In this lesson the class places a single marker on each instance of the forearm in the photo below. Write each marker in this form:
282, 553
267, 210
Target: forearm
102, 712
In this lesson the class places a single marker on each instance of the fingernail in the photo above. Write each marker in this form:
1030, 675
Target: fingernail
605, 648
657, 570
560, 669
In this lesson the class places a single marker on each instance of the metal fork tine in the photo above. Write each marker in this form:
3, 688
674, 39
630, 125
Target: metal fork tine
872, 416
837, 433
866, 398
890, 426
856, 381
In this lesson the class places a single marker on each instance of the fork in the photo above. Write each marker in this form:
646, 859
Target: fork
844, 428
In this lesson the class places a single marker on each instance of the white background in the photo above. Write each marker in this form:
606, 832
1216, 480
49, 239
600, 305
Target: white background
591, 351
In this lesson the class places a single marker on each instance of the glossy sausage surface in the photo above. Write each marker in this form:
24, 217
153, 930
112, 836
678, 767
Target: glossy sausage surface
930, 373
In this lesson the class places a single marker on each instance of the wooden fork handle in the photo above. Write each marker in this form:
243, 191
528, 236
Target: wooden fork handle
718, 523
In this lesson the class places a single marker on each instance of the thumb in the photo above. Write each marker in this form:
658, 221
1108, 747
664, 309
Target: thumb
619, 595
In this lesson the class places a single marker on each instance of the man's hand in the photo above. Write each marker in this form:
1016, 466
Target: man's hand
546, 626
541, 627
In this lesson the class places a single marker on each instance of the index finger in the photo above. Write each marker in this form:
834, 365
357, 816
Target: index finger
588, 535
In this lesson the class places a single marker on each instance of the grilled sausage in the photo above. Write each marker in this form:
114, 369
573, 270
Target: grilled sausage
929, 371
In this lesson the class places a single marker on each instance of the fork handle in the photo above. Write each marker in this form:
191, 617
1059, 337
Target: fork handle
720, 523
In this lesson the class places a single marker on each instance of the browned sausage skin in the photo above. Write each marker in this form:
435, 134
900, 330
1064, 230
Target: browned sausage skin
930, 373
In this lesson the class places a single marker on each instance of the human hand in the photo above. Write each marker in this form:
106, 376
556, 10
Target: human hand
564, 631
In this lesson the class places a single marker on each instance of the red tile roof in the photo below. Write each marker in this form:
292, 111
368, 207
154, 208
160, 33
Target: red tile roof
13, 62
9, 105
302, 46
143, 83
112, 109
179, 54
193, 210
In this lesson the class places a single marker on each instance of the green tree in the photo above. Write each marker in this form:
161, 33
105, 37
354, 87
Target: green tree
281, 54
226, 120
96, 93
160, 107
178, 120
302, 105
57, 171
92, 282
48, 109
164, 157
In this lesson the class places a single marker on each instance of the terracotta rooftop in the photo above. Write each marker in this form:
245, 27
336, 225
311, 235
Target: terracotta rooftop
■ ■ ■
Exercise: Print every record above exactly as it was given.

Exercise result:
In this lesson the class places a single marker on each instance of the forearm in the photo below. Write each marker in this form:
282, 553
267, 210
Target: forearm
102, 712
In this lesson the class places a single marker on each instance of the fingernail in the photo above. Write each marker in this form:
1030, 675
Target: fingernail
605, 648
657, 570
560, 669
In this lesson the class places a single marker on each instance of the metal fork tine in the photo above. Write each marker in this form:
3, 688
674, 39
630, 125
Target: metal fork tine
872, 416
837, 433
866, 398
890, 426
856, 381
In this lesson the class places a single marker on each instance of the fork in the photo above. Write each marker in this form:
646, 859
Target: fork
844, 428
In this lesson the class places a single marker on each instance of the white background in the photo above. Write each marker in this form:
606, 832
1216, 480
49, 239
600, 305
Target: white background
591, 351
In this lesson the class places a single marker on each instance of the glossy sausage surface in the photo above. Write each marker in this form:
24, 217
153, 930
112, 836
678, 767
Target: glossy sausage surface
930, 373
In this lesson the class places a single marker on each instance of the wooden fork handle in the photo above. Write each marker in this form:
243, 191
528, 236
Target: wooden fork handle
718, 523
In this lesson the class places a single marker on each instance of the thumb in the photo above. Write each marker in this form:
658, 221
1108, 747
664, 309
Target: thumb
619, 595
In this lesson the class places a single marker on each instance of the man's hand in the photo above. Write each marker in this form:
1016, 466
Target: man's hand
546, 626
541, 627
In this lesson the class places a single marker on each instance of the index finger in the photo above. Write each marker in this form:
834, 365
357, 816
Target: index finger
588, 535
In this lesson the class places a single marker on each instance of the grilled sausage in the photo above. Write each marker in this form:
114, 369
573, 270
Target: grilled sausage
929, 371
In this lesson the class places a single marker on each instance of the fork handle in the photo above. Write each marker in this form:
191, 617
1059, 337
Target: fork handle
720, 523
In this lesson the class places a single marker on each instance of the browned sausage skin in the photo above. Write each marker in this form:
435, 134
900, 330
1064, 230
Target: browned sausage skin
930, 373
In this lesson the class places a single marker on each instance of the human hand in the photo above. Write each marker in this form:
106, 376
556, 10
Target: human hand
564, 631
In this lesson the class places a single marker on each instance of the red tile roof in the photo below. Write each marker in this form:
292, 111
368, 207
154, 208
160, 33
Target: red tile roof
13, 62
9, 105
302, 46
143, 83
112, 109
179, 54
193, 210
In this lesson the class places a single marker on each instance of the green tree in the photo above. Write each marker in this form:
161, 33
105, 37
354, 87
Target: green tree
281, 54
226, 120
96, 93
160, 107
178, 120
302, 105
57, 171
92, 282
48, 109
164, 157
In this lesson the class places a single marker on each instance of the terracotta rooftop in the photo above. Write each marker in this form:
245, 27
336, 225
311, 235
Target: terracotta rooftop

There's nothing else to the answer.